[Referring expression pointing data]
- - - -
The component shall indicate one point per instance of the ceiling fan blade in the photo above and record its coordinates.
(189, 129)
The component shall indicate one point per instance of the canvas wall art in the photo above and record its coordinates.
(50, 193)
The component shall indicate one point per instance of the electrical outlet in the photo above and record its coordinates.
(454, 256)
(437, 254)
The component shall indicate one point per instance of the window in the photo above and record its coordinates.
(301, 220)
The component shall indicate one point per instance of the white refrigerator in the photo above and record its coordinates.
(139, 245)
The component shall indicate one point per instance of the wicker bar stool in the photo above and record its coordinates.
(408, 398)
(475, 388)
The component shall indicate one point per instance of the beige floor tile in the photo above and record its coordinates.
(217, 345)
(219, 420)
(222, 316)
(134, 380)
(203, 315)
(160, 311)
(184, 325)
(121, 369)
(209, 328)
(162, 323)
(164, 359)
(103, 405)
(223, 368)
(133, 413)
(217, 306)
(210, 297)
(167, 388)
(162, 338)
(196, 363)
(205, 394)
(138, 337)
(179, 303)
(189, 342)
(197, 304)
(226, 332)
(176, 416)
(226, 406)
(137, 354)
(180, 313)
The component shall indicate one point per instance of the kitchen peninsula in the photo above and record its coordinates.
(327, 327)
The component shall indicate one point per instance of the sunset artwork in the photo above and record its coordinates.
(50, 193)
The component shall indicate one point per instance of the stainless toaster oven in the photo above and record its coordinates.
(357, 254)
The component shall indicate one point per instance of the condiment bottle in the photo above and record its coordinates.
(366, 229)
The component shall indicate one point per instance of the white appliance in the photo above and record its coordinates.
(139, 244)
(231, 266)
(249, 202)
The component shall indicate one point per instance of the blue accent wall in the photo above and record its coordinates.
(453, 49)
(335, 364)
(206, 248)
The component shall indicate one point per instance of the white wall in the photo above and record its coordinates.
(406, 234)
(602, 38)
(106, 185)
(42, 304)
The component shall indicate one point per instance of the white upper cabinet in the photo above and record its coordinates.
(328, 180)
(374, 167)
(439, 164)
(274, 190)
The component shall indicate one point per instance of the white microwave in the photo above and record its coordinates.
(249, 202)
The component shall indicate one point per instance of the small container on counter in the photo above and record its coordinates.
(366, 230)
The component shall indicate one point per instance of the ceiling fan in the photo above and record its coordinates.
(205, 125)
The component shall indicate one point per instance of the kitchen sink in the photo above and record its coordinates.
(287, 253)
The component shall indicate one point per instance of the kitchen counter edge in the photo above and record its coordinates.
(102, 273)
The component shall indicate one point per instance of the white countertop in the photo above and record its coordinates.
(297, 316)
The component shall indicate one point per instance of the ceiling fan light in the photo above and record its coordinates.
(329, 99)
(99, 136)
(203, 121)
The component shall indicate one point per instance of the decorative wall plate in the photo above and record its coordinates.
- - - -
Work order
Write out all the records again, exactly as they appear.

Output below
The component shall indicate one point per instance of the ceiling fan blade in the photo above and record its coordinates.
(189, 129)
The component shall indicate one point per instance of the canvas wall art in the photo above and record its coordinates.
(50, 193)
The component shall indicate one point per instance of the electrical outlet in the photo above and record its coordinates.
(454, 256)
(437, 254)
The component shall indicate one point per instance of the window in the photo above and record its coordinates.
(301, 220)
The component shall indicate one point per instance of the white refrigerator in the photo above and record its coordinates.
(139, 245)
The component shall indicate one point per instance of the wicker bar stool in the photo above and record its coordinates.
(408, 398)
(475, 388)
The component shall indicate one point per instance of the beige floor tile in the photo above and record its coordinates.
(217, 345)
(219, 420)
(222, 316)
(134, 380)
(203, 315)
(160, 311)
(184, 325)
(121, 369)
(209, 328)
(162, 323)
(164, 359)
(103, 405)
(223, 368)
(133, 413)
(217, 306)
(210, 297)
(167, 388)
(162, 338)
(196, 363)
(205, 394)
(138, 337)
(179, 303)
(189, 342)
(197, 304)
(226, 332)
(176, 416)
(226, 406)
(137, 354)
(180, 313)
The component shall indicate one point per instance of the kitchen peninsula in the photo above and record its coordinates.
(327, 327)
The component shall indicate one point per instance of the sunset artwork in the photo above and record its coordinates.
(50, 193)
The component shall indicate one point per instance of the stainless toaster oven in the photo above and record its coordinates.
(357, 254)
The component shall indicate one point per instance of the condiment bottle in the photo above and record its coordinates.
(366, 229)
The component shall indicate one point per instance of the white appliance in the photo above and record its coordinates.
(139, 244)
(231, 266)
(249, 202)
The component shall indicate one point per instance of the blue accent wall in the photo above and record its coordinates.
(453, 49)
(335, 364)
(206, 248)
The component shall indicate one point per instance of the white wall in the photo above and record its coordinates.
(406, 234)
(602, 38)
(106, 185)
(42, 304)
The component shall indicate one point per instance of the white upper cabinet in the photo above and record its coordinates.
(328, 180)
(374, 167)
(439, 164)
(274, 190)
The component shall indicate one point per instance of the white microwave in the photo above and record its coordinates.
(249, 202)
The component shall indicate one point per instance of the small container on counter in the photo above and record its coordinates.
(366, 230)
The component shall indicate one point per instance of the ceiling fan in the photo above and record its coordinates.
(205, 125)
The component shall indicate one point per instance of the kitchen sink in the photo above and record its coordinates.
(287, 253)
The component shall indicate one point per instance of the kitchen counter edge in the photo above and record its coordinates.
(102, 273)
The component shall indicate one point per instance of the white countertop in the photo above and record its coordinates.
(297, 316)
The component shall indicate one point per instance of the ceiling fan light in the photo above and record its coordinates.
(329, 99)
(99, 136)
(203, 121)
The component shall indicate one point per instance of the decorative wall plate in the photo above and record its coordinates.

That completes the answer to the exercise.